--- Begin Exercise material ---

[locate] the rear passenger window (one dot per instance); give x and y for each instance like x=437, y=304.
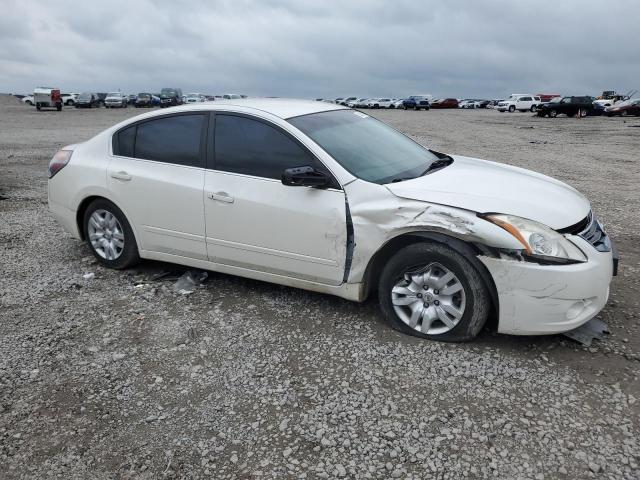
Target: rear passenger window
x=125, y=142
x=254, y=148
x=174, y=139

--- End Exercise material ---
--- Begin Exercise material ---

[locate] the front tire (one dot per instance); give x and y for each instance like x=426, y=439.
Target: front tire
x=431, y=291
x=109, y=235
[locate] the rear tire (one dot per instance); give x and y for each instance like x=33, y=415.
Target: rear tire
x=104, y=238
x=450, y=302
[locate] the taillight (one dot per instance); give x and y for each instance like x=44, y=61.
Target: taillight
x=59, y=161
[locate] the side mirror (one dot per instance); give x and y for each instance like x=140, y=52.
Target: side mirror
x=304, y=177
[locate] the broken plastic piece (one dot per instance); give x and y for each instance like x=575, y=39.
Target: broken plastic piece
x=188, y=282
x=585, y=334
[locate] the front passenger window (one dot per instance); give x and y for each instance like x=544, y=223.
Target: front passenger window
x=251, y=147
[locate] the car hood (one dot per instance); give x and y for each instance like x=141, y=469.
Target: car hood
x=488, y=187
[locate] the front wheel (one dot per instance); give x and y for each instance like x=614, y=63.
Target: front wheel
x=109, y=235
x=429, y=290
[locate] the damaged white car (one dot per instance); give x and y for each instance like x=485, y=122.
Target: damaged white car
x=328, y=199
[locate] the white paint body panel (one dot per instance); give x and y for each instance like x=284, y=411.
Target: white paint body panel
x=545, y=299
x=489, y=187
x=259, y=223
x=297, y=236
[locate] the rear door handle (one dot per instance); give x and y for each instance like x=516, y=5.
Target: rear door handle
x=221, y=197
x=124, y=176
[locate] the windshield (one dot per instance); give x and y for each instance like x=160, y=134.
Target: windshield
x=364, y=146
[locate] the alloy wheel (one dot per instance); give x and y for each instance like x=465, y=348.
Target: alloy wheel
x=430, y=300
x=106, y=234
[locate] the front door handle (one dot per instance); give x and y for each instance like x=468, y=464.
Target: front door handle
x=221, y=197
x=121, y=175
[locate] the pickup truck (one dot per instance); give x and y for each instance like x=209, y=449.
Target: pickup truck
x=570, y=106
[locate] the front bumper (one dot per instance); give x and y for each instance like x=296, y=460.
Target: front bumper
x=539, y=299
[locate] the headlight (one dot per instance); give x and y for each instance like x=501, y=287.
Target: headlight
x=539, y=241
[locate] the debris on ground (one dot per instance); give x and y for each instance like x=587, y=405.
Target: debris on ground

--- End Exercise material ---
--- Begin Exercise material ---

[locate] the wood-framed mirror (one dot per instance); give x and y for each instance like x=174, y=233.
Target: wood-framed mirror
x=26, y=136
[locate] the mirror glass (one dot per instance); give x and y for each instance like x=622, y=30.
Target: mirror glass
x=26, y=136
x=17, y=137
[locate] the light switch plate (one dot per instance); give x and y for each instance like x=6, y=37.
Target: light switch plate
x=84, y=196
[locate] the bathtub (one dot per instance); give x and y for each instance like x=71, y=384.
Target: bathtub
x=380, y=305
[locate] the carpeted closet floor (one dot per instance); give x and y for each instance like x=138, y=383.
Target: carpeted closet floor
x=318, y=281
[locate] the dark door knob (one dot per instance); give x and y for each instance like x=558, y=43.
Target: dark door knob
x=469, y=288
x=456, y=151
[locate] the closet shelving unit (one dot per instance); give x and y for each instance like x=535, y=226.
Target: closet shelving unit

--- End Exercise material ---

Task statement — Please reproduce, line for line and unchanged, the part of the listing above that opens with the line containing "[locate] the taillight" and closes with the line containing "x=539, y=241".

Task answer —
[locate] the taillight (one dot per instance); give x and y for each instance like x=44, y=61.
Target: taillight
x=59, y=161
[locate] the side mirror (one dot per instance); give x and y for each instance like x=140, y=52.
Target: side mirror
x=304, y=177
[locate] the broken plastic piece (one dot per instance); give x and y for each instance like x=575, y=39.
Target: broken plastic piece
x=188, y=282
x=585, y=334
[locate] the front passenger window (one dot per instance); give x and y for each instance like x=544, y=223.
Target: front passenger window
x=251, y=147
[locate] the car hood (one dot per instance); give x and y for each instance like x=141, y=469.
Target: car hood
x=488, y=187
[locate] the front wheel (one dot per instance); give x and y for each instance like x=614, y=63.
Target: front wheel
x=109, y=235
x=429, y=290
[locate] the damaged white car (one dot per instance); give x and y for each instance like x=485, y=122.
Target: damaged white car
x=328, y=199
[locate] the white paint body panel (one dot per instance); give x and y for each instance like x=284, y=411.
Target: white paint body panel
x=545, y=299
x=489, y=187
x=259, y=223
x=297, y=236
[locate] the rear door handle (one dot per instance); give x and y for each instance like x=516, y=5.
Target: rear door handle
x=221, y=197
x=124, y=176
[locate] the windshield (one dot per instance); give x and y for each instance like x=160, y=134.
Target: windshield
x=364, y=146
[locate] the alloy wheel (one dot per instance); give x and y for each instance like x=465, y=348.
Target: alloy wheel
x=430, y=300
x=106, y=234
[locate] the front door handle (one dot per instance); give x and y for each instance like x=468, y=464.
Target: front door handle
x=221, y=197
x=121, y=175
[locate] the pickup truck (one dot per instance); give x and y for each instance like x=209, y=449.
Target: pickup truck
x=570, y=106
[locate] the front bumper (one dot per instance); give x and y for each instance like x=296, y=460.
Target: front bumper
x=539, y=299
[locate] the headlight (one dot per instance); give x and y for each instance like x=501, y=287.
Target: headlight
x=539, y=241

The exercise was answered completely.